Lines before the one containing "roll shown in this photo." are excluded; reproduce that line and all lines after it in the entries below, exactly.

Records
.....
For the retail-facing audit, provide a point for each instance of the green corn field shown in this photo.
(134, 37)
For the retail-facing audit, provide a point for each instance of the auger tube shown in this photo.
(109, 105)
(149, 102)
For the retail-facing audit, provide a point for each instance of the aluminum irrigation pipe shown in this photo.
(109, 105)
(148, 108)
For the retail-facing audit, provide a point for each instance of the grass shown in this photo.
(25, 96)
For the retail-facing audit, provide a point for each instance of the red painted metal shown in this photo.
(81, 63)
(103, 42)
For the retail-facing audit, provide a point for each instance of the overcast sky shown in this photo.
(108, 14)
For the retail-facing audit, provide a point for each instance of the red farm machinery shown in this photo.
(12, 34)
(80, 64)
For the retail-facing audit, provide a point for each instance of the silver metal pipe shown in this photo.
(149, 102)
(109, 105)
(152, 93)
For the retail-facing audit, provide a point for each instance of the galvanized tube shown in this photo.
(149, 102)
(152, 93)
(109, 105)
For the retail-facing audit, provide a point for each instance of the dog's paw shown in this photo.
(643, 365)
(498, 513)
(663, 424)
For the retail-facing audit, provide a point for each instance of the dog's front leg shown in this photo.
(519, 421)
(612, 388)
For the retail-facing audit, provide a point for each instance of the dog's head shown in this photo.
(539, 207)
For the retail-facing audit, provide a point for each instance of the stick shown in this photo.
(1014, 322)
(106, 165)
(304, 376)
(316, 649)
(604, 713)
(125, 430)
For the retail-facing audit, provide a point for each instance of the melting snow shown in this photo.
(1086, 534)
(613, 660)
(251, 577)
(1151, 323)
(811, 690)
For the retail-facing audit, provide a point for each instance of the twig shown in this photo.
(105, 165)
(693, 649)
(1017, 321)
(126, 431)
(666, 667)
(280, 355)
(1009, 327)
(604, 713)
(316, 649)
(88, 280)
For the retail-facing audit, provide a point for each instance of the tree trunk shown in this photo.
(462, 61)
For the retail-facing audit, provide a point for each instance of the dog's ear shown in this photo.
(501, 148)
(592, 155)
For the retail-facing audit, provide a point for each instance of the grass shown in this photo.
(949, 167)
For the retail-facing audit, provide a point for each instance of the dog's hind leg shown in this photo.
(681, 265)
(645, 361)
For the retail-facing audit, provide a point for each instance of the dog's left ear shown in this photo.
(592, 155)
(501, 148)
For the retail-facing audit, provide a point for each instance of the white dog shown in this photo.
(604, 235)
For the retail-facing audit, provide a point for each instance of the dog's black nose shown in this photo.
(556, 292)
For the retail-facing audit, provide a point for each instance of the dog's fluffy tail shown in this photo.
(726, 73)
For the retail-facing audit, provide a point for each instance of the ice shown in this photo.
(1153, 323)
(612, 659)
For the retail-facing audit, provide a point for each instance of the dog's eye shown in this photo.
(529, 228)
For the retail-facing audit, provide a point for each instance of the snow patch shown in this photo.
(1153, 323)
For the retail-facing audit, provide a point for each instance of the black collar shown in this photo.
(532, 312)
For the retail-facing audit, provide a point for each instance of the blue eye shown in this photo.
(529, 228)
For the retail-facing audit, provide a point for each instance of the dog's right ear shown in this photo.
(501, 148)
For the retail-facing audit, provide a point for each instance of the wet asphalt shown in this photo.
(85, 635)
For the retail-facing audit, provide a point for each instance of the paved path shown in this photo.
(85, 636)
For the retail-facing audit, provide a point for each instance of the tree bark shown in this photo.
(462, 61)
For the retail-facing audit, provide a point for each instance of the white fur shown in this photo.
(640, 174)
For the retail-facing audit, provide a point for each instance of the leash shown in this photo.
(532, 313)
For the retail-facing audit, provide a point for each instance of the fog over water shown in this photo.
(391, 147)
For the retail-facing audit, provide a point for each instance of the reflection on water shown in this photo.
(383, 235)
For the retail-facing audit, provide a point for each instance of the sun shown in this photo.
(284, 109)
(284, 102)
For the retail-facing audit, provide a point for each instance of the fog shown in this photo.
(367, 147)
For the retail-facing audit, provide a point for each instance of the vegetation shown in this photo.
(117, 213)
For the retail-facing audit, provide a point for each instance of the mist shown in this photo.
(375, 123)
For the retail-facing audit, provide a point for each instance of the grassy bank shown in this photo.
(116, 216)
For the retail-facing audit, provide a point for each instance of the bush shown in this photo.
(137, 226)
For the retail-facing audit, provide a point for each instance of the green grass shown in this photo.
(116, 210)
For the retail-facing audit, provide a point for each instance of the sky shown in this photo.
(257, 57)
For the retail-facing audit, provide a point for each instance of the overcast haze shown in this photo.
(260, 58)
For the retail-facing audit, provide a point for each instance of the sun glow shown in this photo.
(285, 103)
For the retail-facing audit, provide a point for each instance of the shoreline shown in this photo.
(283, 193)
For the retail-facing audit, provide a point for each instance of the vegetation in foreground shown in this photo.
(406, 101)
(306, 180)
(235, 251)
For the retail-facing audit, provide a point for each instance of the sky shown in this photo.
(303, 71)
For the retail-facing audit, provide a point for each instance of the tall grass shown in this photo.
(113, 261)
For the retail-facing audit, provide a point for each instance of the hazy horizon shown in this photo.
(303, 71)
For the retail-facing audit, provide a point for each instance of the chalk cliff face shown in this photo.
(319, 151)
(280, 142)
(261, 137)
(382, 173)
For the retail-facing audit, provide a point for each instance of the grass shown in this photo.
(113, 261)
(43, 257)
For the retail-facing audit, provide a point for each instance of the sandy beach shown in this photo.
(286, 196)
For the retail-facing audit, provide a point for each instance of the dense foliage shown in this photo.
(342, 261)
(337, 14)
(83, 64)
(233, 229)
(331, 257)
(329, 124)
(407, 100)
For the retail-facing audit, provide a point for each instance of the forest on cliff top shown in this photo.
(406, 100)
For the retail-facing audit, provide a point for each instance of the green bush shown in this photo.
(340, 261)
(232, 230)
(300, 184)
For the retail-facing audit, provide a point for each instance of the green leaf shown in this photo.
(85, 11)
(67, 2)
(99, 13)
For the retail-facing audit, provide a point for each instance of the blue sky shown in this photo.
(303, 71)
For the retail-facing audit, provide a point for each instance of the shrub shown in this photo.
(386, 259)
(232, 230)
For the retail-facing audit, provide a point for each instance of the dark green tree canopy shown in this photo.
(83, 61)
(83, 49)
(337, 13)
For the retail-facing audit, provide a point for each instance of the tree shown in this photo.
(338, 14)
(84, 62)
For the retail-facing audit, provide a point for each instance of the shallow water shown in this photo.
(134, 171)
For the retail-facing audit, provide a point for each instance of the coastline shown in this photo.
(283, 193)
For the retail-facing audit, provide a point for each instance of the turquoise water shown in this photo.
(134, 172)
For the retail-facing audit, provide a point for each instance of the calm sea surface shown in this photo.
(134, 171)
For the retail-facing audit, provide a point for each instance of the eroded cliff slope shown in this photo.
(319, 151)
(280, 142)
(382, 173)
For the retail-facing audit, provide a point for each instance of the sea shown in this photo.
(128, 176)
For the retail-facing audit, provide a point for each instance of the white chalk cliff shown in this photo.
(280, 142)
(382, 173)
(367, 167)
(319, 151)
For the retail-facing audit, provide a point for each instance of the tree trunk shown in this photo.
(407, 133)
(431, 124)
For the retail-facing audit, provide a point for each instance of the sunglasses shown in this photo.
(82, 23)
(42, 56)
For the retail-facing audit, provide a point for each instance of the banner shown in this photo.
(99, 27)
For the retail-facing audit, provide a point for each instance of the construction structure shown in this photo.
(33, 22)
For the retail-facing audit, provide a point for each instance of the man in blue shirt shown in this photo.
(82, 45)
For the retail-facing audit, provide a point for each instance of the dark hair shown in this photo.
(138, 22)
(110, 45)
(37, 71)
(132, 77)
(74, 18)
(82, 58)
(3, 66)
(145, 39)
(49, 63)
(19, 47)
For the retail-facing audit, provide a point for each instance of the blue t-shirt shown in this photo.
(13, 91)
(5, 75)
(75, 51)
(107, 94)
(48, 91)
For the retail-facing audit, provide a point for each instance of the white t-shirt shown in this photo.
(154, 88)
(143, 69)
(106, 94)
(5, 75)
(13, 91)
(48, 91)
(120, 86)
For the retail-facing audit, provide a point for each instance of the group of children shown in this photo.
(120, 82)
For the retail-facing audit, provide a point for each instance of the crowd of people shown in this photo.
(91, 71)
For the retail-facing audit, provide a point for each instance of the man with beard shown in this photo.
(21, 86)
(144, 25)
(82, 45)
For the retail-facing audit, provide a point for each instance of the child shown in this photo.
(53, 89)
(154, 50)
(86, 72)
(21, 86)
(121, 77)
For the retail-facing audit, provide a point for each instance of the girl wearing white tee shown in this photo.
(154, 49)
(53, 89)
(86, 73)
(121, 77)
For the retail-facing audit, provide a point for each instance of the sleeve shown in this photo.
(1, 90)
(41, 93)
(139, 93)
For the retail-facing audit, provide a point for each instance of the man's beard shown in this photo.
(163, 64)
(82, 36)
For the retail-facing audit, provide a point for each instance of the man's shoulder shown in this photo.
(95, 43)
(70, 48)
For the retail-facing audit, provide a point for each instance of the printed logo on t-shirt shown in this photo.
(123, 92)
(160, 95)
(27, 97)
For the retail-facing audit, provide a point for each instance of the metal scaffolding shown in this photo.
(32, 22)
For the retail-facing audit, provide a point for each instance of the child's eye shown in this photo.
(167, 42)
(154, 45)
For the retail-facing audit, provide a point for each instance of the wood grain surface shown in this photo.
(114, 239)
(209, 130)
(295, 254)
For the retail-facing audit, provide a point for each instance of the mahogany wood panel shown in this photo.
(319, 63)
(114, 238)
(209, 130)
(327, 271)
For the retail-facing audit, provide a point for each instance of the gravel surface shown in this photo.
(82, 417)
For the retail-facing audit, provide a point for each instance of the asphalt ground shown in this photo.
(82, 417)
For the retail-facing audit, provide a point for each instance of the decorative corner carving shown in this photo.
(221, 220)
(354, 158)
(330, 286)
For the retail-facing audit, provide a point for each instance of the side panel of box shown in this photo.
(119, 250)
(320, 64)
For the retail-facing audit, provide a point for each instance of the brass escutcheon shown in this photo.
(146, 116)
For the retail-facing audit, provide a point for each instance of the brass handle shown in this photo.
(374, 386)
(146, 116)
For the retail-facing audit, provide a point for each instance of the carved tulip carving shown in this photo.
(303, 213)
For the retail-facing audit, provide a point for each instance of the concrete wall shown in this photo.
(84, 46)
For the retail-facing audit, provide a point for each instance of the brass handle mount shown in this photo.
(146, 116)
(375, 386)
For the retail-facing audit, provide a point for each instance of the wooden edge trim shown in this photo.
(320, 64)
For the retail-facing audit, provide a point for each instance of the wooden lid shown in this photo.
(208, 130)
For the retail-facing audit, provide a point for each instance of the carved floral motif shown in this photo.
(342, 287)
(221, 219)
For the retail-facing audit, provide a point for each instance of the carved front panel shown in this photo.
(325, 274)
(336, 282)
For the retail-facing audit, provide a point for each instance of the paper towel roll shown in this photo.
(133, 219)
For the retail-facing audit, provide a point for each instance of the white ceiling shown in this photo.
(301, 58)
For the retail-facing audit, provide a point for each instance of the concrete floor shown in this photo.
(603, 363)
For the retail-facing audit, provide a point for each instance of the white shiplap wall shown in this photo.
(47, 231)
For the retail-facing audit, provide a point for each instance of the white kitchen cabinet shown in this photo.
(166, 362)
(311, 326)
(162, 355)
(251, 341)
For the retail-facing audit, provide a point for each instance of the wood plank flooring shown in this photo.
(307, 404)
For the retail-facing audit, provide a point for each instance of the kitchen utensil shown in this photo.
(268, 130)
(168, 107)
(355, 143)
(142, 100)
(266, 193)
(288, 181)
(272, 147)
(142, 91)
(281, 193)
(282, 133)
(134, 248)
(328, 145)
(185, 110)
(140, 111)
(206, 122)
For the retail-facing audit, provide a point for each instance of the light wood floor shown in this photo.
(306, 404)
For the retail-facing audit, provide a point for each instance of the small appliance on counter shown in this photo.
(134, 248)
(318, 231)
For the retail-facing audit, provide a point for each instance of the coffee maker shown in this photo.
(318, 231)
.....
▶ [Output of the task]:
For the retail-facing audit, provide a point for each instance of the paper towel roll shown in this photo.
(133, 219)
For the retail-facing audit, provide a point for each instance of the white ceiling shown in this photo.
(301, 58)
For the retail-facing audit, provide a point for each instance of the concrete floor shown in this photo.
(603, 363)
For the retail-facing audit, provide a point for each instance of the white shiplap wall shown in this photo.
(47, 231)
For the retail-facing audit, provide a point for each instance of the white kitchen cabinet shown in this photo.
(166, 362)
(311, 326)
(162, 355)
(251, 341)
For the retail-facing audit, provide a point for each instance of the wood plank flooring shown in this photo.
(307, 404)
For the retail-facing audit, provide a point for each instance of the kitchen utensil shown in this photo.
(268, 130)
(168, 107)
(355, 143)
(142, 100)
(266, 193)
(288, 181)
(272, 147)
(142, 91)
(281, 193)
(282, 133)
(134, 248)
(328, 145)
(185, 110)
(140, 111)
(206, 122)
For the retail-facing audit, provide a point for each instance of the light wood floor shown in this photo.
(306, 404)
For the retail-facing audit, provide a point for each instance of the small appliance on counter shown in this photo.
(134, 248)
(318, 231)
For the retail-facing audit, provide a point for each instance of the coffee maker shown in this photo.
(318, 231)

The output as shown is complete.